* _Given problem_
Please copy the records below word for word, starting at the line that contains "Where can the gray", including that line, and going through the last of the records. Leave the pictures out of your copy.
[START Data listing]
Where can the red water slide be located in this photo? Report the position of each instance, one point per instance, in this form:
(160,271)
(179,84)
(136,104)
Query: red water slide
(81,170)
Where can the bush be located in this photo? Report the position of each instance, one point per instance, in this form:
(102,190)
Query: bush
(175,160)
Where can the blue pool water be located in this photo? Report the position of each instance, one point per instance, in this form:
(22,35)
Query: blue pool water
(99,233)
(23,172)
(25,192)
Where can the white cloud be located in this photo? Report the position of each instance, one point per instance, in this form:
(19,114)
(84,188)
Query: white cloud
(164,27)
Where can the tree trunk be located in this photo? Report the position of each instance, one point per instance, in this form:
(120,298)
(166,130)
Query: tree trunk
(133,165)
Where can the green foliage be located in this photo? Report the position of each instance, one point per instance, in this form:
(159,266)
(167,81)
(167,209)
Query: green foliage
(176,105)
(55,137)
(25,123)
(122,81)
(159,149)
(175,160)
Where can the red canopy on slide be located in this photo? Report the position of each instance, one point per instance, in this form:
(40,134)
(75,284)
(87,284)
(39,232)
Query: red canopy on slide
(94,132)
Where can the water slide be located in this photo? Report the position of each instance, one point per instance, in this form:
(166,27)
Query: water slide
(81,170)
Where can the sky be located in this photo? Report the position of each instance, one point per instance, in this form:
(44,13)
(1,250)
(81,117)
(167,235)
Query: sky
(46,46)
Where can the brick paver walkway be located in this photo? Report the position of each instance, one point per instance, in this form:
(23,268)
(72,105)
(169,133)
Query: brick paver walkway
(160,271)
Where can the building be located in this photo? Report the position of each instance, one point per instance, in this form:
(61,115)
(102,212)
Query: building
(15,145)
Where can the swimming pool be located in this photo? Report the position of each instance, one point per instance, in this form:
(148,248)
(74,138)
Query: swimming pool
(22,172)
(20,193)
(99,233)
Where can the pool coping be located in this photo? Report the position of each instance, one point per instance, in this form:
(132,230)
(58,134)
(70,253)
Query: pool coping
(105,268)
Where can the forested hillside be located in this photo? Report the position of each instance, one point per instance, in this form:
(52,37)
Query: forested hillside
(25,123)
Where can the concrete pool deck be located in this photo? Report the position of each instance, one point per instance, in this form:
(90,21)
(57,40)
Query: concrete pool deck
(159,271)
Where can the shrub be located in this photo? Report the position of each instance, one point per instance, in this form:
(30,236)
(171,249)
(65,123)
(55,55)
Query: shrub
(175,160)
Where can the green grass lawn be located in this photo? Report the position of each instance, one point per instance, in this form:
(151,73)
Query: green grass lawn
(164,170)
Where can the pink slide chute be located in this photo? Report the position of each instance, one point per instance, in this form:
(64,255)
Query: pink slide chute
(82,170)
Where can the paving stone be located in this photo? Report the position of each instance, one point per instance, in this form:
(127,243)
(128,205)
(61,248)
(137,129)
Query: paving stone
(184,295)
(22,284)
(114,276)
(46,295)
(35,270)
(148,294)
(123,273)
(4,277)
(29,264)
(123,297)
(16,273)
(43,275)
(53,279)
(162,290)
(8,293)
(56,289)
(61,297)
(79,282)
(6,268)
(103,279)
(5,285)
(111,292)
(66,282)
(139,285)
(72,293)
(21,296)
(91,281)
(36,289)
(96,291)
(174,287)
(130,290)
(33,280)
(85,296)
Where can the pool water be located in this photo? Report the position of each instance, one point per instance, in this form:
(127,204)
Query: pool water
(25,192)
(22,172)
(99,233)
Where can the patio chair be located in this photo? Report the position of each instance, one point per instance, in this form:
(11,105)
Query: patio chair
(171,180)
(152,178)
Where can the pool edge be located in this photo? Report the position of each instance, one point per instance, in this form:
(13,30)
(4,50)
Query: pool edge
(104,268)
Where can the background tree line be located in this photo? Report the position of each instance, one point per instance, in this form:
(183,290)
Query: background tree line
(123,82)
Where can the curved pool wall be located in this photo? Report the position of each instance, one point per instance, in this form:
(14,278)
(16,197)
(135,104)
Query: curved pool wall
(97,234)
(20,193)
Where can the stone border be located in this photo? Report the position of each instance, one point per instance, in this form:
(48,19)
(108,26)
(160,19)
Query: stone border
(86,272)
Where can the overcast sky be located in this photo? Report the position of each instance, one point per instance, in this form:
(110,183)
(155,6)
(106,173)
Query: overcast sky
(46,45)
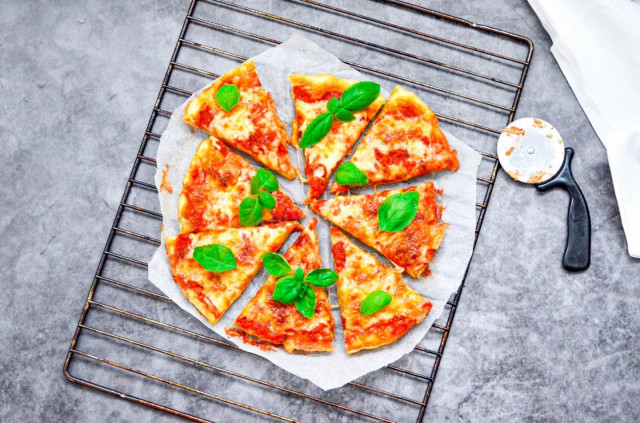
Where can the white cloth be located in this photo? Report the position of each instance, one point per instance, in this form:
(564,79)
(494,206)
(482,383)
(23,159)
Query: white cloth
(597,45)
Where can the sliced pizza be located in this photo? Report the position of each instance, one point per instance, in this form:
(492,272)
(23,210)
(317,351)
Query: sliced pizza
(360,275)
(311,93)
(411,248)
(251,125)
(212,293)
(404,142)
(214,186)
(282,324)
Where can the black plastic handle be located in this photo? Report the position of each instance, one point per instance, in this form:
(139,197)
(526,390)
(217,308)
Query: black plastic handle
(577,253)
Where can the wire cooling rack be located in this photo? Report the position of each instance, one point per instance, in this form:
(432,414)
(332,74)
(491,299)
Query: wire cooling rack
(134,343)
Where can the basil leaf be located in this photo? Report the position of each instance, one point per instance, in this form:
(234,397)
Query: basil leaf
(397,211)
(228,97)
(255,185)
(344,115)
(350,175)
(359,96)
(375,301)
(268,180)
(266,200)
(317,130)
(215,257)
(250,212)
(333,105)
(322,277)
(306,304)
(288,289)
(276,265)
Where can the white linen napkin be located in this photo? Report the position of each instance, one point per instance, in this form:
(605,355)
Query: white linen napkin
(597,45)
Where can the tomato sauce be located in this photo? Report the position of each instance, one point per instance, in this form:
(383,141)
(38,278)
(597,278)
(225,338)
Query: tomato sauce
(235,333)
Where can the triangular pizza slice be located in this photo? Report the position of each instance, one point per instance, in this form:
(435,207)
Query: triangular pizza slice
(252,125)
(404,142)
(214,186)
(212,293)
(359,275)
(282,324)
(411,248)
(311,93)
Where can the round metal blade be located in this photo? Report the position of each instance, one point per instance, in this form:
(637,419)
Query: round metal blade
(530,150)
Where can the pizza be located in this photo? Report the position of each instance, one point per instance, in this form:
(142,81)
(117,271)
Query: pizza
(404,142)
(213,293)
(214,186)
(311,93)
(360,274)
(282,324)
(411,248)
(252,126)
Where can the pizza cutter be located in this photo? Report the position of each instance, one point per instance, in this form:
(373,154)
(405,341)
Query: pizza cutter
(531,151)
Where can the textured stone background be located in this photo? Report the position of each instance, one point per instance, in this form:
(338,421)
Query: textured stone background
(78,79)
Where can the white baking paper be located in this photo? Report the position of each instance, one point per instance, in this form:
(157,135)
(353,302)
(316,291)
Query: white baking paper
(326,370)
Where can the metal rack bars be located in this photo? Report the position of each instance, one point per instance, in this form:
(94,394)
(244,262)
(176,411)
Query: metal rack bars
(121,274)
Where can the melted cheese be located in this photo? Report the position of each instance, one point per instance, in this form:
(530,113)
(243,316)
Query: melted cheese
(213,293)
(411,248)
(214,186)
(311,93)
(253,126)
(282,324)
(404,142)
(359,275)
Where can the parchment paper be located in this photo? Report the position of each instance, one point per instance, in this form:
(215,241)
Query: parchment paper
(327,370)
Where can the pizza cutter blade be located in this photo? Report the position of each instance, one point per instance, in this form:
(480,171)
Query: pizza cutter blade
(531,151)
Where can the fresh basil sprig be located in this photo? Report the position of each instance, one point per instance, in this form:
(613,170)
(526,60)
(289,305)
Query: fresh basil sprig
(228,97)
(215,257)
(356,98)
(293,287)
(263,183)
(398,211)
(374,302)
(350,175)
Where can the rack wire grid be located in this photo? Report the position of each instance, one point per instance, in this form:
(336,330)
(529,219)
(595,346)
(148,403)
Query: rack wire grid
(133,342)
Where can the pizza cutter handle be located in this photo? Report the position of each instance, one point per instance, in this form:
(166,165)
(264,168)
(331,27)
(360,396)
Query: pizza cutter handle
(577,253)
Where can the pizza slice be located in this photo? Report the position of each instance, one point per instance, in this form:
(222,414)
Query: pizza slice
(212,293)
(282,324)
(411,248)
(311,93)
(404,142)
(252,125)
(359,275)
(214,186)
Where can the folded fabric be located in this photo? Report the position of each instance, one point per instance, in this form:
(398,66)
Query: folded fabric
(597,45)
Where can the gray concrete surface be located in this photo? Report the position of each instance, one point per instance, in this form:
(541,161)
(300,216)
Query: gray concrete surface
(78,79)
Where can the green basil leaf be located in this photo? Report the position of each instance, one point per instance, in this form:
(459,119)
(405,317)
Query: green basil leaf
(398,211)
(276,265)
(344,115)
(255,185)
(268,180)
(306,303)
(359,96)
(350,175)
(317,130)
(375,301)
(288,289)
(266,200)
(333,105)
(322,277)
(228,97)
(215,257)
(250,212)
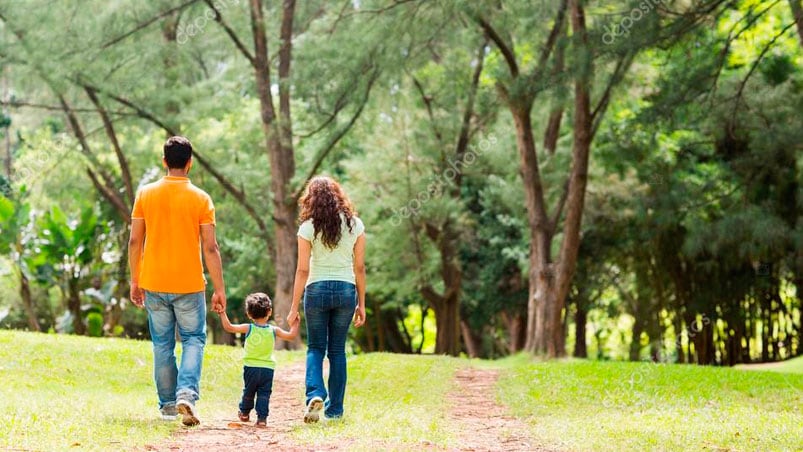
[END Data listing]
* _Completed exercise_
Where can the gray concrete surface be located in this photo? Report the position of each instance, one point per instance, in this form:
(541,161)
(300,216)
Query: gray concrete surface
(78,79)
Where can the green basil leaf be located in this photo? Report the position of each instance, one point per instance, in this form:
(459,119)
(405,317)
Query: green basil leaf
(398,211)
(276,265)
(344,115)
(255,185)
(268,180)
(306,303)
(359,96)
(350,175)
(317,130)
(375,301)
(288,289)
(266,200)
(333,105)
(322,277)
(228,97)
(215,257)
(250,212)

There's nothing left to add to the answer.